- **EXTRACT PROVIDED**:
§ §

Salish, Northern Coast (Native Americans of the Northwest Coast)

The constituent groups of the Northern Coast Salish included Island Comox, Mainland Comox (Homalco, Klahoose, and Sliammon), Pentlatch, and Sechelt.

Location Traditional Northern Coast Salish territory, all in Canada, included roughly the northern half of the Strait of Georgia, including east-central Vancouver Island. The climate is wet and moderate. In the 1990s, Northern Coast Salish Indians live in villages and reserves in their traditional territory and in regional cities and towns.

Population The Comox population in 1780 was about 1,800. In 1995, about 2,750 Northern Coast Salish from six bands (Comox, Homalco, Klahoose, Sliammon, Qualicum [Pentlatch], and Sechelt) lived in the region.

Language Northern Coast Salish, which includes the Comox, Pentlatch, and Sechelt languages, is a member of the Central division of the Salishan language family.

Historical Information

History Juan de Fuca may have encountered the Northern Coast Salish in 1752. British and Spanish trade ships arrived in 1792 to a friendly reception. Owing to the lack of sea otter in the Strait of Georgia, however, most Northern Coast Salish did not participate in the local maritime fur trade.

Miners and other non-natives founded Victoria in 1843. By this time local Indians had experienced severe epidemics with some concomitant village abandonment and consolidation. Catholic missionaries arrived in the 1860s, and many natives converted and renounced their ceremonials, including potlatching. Some self-sufficient overtly Christian villages were established, complete with a missionary-imposed governing structure. By the end of the century, the missionaries, along with Catholic boarding schools, had largely destroyed the native language and culture.


With their traditional economy severely damaged, many Indian men took jobs as longshoremen, loggers, and migrant farmers. They also worked in commercial fishing, including canneries. Canada officially established Indian reserves in 1876, by which time Indians had already lost much of their aboriginal land. In the early twentieth century, several Indian organizations, such as the Allied Tribes and the Native Brotherhood of British Columbia, formed to pursue title to aboriginal lands. The Alliance of Tribal Councils continued this work in the 1970s and worked to foster a positive self-image as well as political unity. Partly as a result of its activity, in 1986 the Sechelt Band became the first self-governing Indian group in Canada.

Religion People sought guardian spirits (from animate or inanimate objects) to confer special powers or skills. Spirits were acquired in dreams or by fasting or other physical tests. The Northern Coast Salish Indians celebrated two forms of winter ceremonials: spirit dancing, which was inclusive and participatory, and masked dancing, which was reserved for only certain high-status families. Shamans as well as various secret societies provided religious leadership.

Government Villages were headed by chiefs, who were the heads of the leading or established households. Chiefs had little or no power to govern; they were wealthy and influential men who entertained guests, made decisions about subsistence activity, and arbitrated disputes.

§ §

- **WORK TO BE COMPLETED**: Reproduce verbatim everything in the Northern Coast Salish passage from "With their traditional" down to "group in Canada.".

- **DATA SEGMENT**:
§ §

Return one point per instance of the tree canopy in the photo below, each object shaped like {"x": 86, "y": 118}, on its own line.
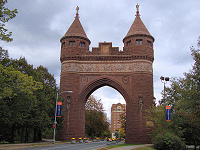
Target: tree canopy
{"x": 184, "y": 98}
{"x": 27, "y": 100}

§ §

- **SOLUTION**:
With their traditional economy severely damaged, many Indian men took jobs as longshoremen, loggers, and migrant farmers. They also worked in commercial fishing, including canneries. Canada officially established Indian reserves in 1876, by which time Indians had already lost much of their aboriginal land. In the early twentieth century, several Indian organizations, such as the Allied Tribes and the Native Brotherhood of British Columbia, formed to pursue title to aboriginal lands. The Alliance of Tribal Councils continued this work in the 1970s and worked to foster a positive self-image as well as political unity. Partly as a result of its activity, in 1986 the Sechelt Band became the first self-governing Indian group in Canada.